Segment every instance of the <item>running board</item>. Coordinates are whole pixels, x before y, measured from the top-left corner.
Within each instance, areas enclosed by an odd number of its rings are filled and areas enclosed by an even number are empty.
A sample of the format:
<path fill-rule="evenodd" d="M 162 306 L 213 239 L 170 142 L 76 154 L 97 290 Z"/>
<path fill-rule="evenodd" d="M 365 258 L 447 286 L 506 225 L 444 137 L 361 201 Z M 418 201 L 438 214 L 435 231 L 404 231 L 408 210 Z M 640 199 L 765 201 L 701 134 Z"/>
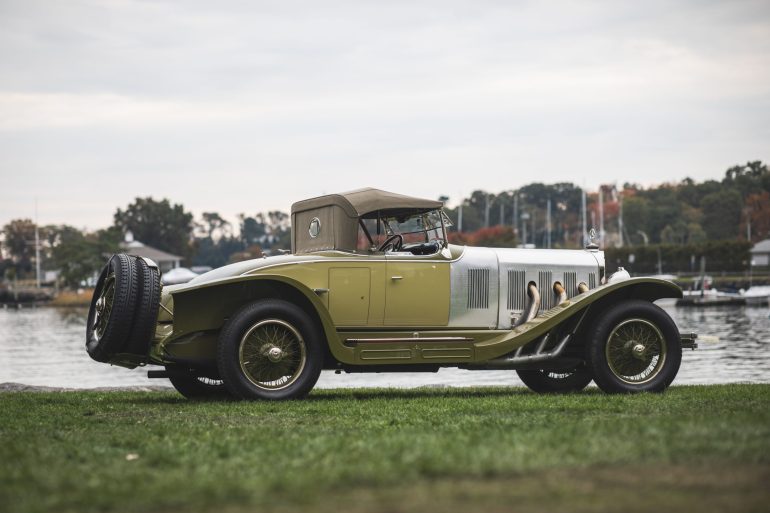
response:
<path fill-rule="evenodd" d="M 537 343 L 535 346 L 535 351 L 533 353 L 524 354 L 524 348 L 529 345 L 526 344 L 524 346 L 521 346 L 516 350 L 515 353 L 513 353 L 513 356 L 504 356 L 502 358 L 495 358 L 494 360 L 489 360 L 480 364 L 472 364 L 468 365 L 469 369 L 488 369 L 488 370 L 506 370 L 506 369 L 515 369 L 517 367 L 524 367 L 532 363 L 540 363 L 540 362 L 546 362 L 549 360 L 555 360 L 561 354 L 564 352 L 564 348 L 567 347 L 567 344 L 569 343 L 570 339 L 572 339 L 572 334 L 568 333 L 564 336 L 563 339 L 559 342 L 559 344 L 551 349 L 550 351 L 545 351 L 545 346 L 548 343 L 548 335 L 546 334 L 543 336 L 542 339 Z"/>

- TASK DETAILS
Retype the listing exactly. Skip every picture.

- EXERCISE SOLUTION
Segment every instance of the <item>running board</item>. Coordinates are whole pixels, x before y, measured from the top-left corner.
Within each instance, areas enclosed by an odd number of its rings are filled and areas enclosed by an even number are empty.
A sample of the format:
<path fill-rule="evenodd" d="M 162 306 L 213 239 L 170 142 L 76 154 L 97 290 Z"/>
<path fill-rule="evenodd" d="M 365 258 L 447 286 L 506 225 L 444 137 L 361 201 Z M 418 201 L 438 214 L 435 231 L 404 231 L 408 210 Z M 640 199 L 765 201 L 701 134 Z"/>
response:
<path fill-rule="evenodd" d="M 537 343 L 535 346 L 535 351 L 533 353 L 524 354 L 524 348 L 529 345 L 526 344 L 524 346 L 521 346 L 516 350 L 515 353 L 513 353 L 513 356 L 504 356 L 502 358 L 495 358 L 494 360 L 489 360 L 480 364 L 472 364 L 468 365 L 469 369 L 488 369 L 488 370 L 506 370 L 506 369 L 515 369 L 517 367 L 524 367 L 532 363 L 540 363 L 540 362 L 546 362 L 549 360 L 555 360 L 561 354 L 564 352 L 564 348 L 567 347 L 567 344 L 569 343 L 570 339 L 572 339 L 572 334 L 568 333 L 564 336 L 563 339 L 559 342 L 559 344 L 551 349 L 550 351 L 545 351 L 545 346 L 548 343 L 548 335 L 546 334 L 543 336 L 542 339 Z"/>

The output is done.